Когда мы говорим о женщинах в жизни М.Ю. Лермонтова, то прежде всего вспоминаем имя «молоденькой, милой, умной, как день, и в полном смысле восхитительной» Вареньки Лопухиной. Троюродный брат поэта А.П. Шан-Гирей свидетельствовал: «Чувство к ней Лермонтова было безотчетно, но истинно и сильно, и едва ли не сохранил он его до самой смерти своей». И тарханская зима оказалась наполнена эмоциями, связанными с образом этой женщины.
Несколько дней в Москве, через которую, напомним, пролегал маршрут Лермонтова в Тарханы, после трех с половиной лет разлуки с городом, где он «родился», «много страдал» и «был слишком счастлив», принесли новые страдания: встреча с Варенькой, теперь уже княгиней Бахметьевой, вероятно, была мучительной для обоих. В своих воспоминаниях А.П. Шан-Гирей констатировал, что чувство поэта к ней «мгновенно и сильно пробудилось…при неожиданном известии о замужестве любимой женщины».
Оставалось только одно – сдерживать себя и не компрометировать эмоциями нежно любимую женщину. Может быть, поэтому отъезд поэта из Москвы в Тарханы был таким спешным («пополуночи 3 часа декабря 27 дня»)?
По давней привычке выплескивать эмоции на бумагу, он стал торопливо записывать все им пережитое в любимом городе. «…Пишу четвертый акт новой драмы, взятой из происшествия, случившегося со мной в Москве», – сообщает он в письме Святославу Раевскому. Речь идет о драме «Два брата», эскизе, наброске романа «Княгиня Лиговская», над которым они вместе с Раевским будут работать в Петербурге. Дорогие воспоминания о том, как зарождалось светлое чувство к этой удивительной девушке, поэт вложил в уста своего героя:
С самого начала нашего знакомства я не чувствовал к ней ничего особенного, кроме дружбы…. частые встречи, частые прогулки невольно яркий взгляд, случайное пожатие руки – много ли надо, чтобы разбудить таившуюся искру?.. Во мне она вспыхнула; я был увлечен этой девушкой, я был околдован ею; вокруг нее был какой-то волшебный очерк; вступив за его границу, я уже не принадлежал себе; она вырвала у меня признание, она разогрела во мне любовь, я предался ей, как судьбе.

(Необработанные записи)
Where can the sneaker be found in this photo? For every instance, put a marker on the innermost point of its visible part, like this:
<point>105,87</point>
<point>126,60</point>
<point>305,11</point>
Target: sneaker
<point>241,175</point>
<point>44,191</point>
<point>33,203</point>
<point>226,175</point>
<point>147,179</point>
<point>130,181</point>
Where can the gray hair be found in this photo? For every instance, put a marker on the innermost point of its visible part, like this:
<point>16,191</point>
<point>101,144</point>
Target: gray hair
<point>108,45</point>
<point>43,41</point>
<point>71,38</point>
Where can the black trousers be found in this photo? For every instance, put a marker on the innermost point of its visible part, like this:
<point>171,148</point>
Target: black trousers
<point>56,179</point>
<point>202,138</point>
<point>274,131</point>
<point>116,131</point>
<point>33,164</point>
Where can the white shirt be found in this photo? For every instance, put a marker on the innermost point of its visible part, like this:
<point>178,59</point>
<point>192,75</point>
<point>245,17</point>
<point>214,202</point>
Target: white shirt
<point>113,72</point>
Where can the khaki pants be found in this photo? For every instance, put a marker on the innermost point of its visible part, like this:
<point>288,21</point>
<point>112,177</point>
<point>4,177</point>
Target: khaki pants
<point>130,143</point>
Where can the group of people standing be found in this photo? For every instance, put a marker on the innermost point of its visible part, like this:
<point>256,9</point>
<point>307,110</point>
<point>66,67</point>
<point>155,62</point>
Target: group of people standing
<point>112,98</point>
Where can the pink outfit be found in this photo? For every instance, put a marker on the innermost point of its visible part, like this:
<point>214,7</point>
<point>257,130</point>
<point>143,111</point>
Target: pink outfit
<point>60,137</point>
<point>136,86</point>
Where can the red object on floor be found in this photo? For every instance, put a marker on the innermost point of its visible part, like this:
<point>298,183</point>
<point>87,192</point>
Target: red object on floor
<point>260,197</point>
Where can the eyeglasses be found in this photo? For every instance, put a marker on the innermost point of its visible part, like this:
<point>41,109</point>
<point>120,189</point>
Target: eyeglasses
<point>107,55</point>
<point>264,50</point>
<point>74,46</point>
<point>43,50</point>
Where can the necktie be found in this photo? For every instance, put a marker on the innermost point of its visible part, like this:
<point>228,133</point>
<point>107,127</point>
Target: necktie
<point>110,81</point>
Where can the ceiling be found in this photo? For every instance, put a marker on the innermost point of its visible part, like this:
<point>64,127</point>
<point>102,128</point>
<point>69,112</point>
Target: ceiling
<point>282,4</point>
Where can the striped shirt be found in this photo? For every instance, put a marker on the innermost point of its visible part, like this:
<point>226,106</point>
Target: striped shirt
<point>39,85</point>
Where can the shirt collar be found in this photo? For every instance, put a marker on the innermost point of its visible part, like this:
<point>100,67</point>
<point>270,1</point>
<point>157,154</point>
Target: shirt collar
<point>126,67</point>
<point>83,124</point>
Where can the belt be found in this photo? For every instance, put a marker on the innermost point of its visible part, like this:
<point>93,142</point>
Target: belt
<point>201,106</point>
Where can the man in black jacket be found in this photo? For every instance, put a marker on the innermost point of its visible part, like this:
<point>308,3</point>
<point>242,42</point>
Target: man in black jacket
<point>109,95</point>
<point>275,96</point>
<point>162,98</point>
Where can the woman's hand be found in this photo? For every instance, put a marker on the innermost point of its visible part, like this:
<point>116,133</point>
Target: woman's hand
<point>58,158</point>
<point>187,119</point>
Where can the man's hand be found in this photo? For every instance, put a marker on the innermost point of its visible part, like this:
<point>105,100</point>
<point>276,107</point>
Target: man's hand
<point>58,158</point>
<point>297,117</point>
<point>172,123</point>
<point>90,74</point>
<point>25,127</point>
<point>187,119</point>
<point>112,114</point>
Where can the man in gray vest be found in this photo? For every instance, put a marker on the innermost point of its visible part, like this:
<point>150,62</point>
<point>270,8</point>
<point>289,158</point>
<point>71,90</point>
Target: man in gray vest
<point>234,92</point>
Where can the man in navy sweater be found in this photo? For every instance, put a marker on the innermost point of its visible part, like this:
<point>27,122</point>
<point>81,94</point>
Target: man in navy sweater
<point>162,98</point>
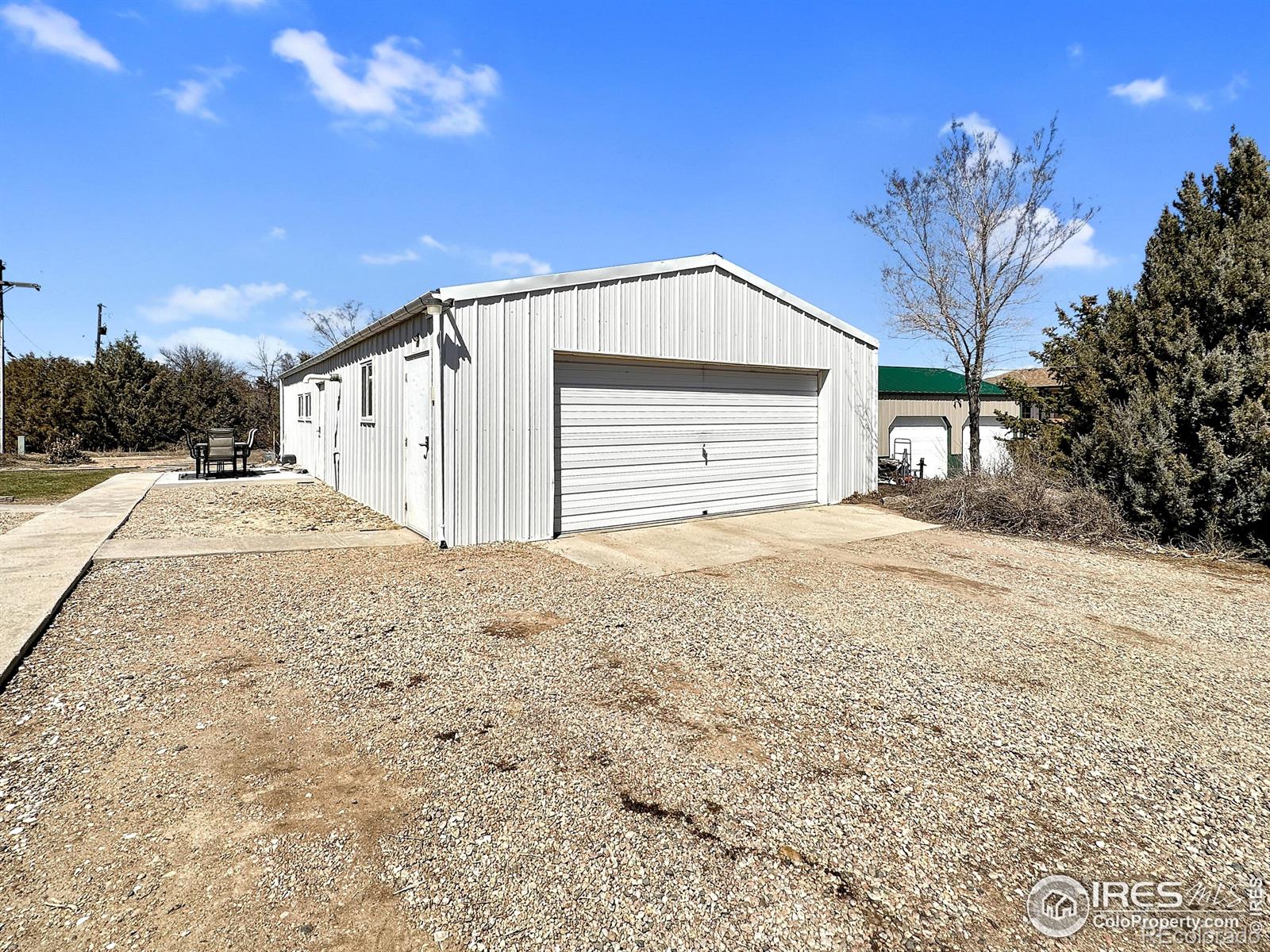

» **Задания**
a) Скопируйте из текста о Лермонтове фрагмент от слов «Когда мы говорим» до слов «образом этой женщины.» включительно.
b) Повторите без изменений только те строки записей, что идут от строки с «Where can the necktie» до строки с «<point>201,106</point>» включительно.

» **Ответы к упражнению**
a)
Когда мы говорим о женщинах в жизни М.Ю. Лермонтова, то прежде всего вспоминаем имя «молоденькой, милой, умной, как день, и в полном смысле восхитительной» Вареньки Лопухиной. Троюродный брат поэта А.П. Шан-Гирей свидетельствовал: «Чувство к ней Лермонтова было безотчетно, но истинно и сильно, и едва ли не сохранил он его до самой смерти своей». И тарханская зима оказалась наполнена эмоциями, связанными с образом этой женщины.

b)
Where can the necktie be found in this photo? For every instance, put a marker on the innermost point of its visible part, like this:
<point>228,133</point>
<point>107,127</point>
Target: necktie
<point>110,81</point>
Where can the ceiling be found in this photo? For every instance, put a marker on the innermost point of its visible part, like this:
<point>64,127</point>
<point>102,128</point>
<point>69,112</point>
Target: ceiling
<point>282,4</point>
Where can the striped shirt be found in this photo? For every instance, put a marker on the innermost point of its visible part, like this:
<point>226,106</point>
Target: striped shirt
<point>39,85</point>
Where can the shirt collar be found in this photo? For every instance, put a marker on the innermost point of its visible part, like this:
<point>100,67</point>
<point>270,1</point>
<point>157,154</point>
Target: shirt collar
<point>126,67</point>
<point>83,124</point>
Where can the belt be found in this photo? For every instance, put a marker on the innermost point of its visible part, like this:
<point>93,142</point>
Target: belt
<point>201,106</point>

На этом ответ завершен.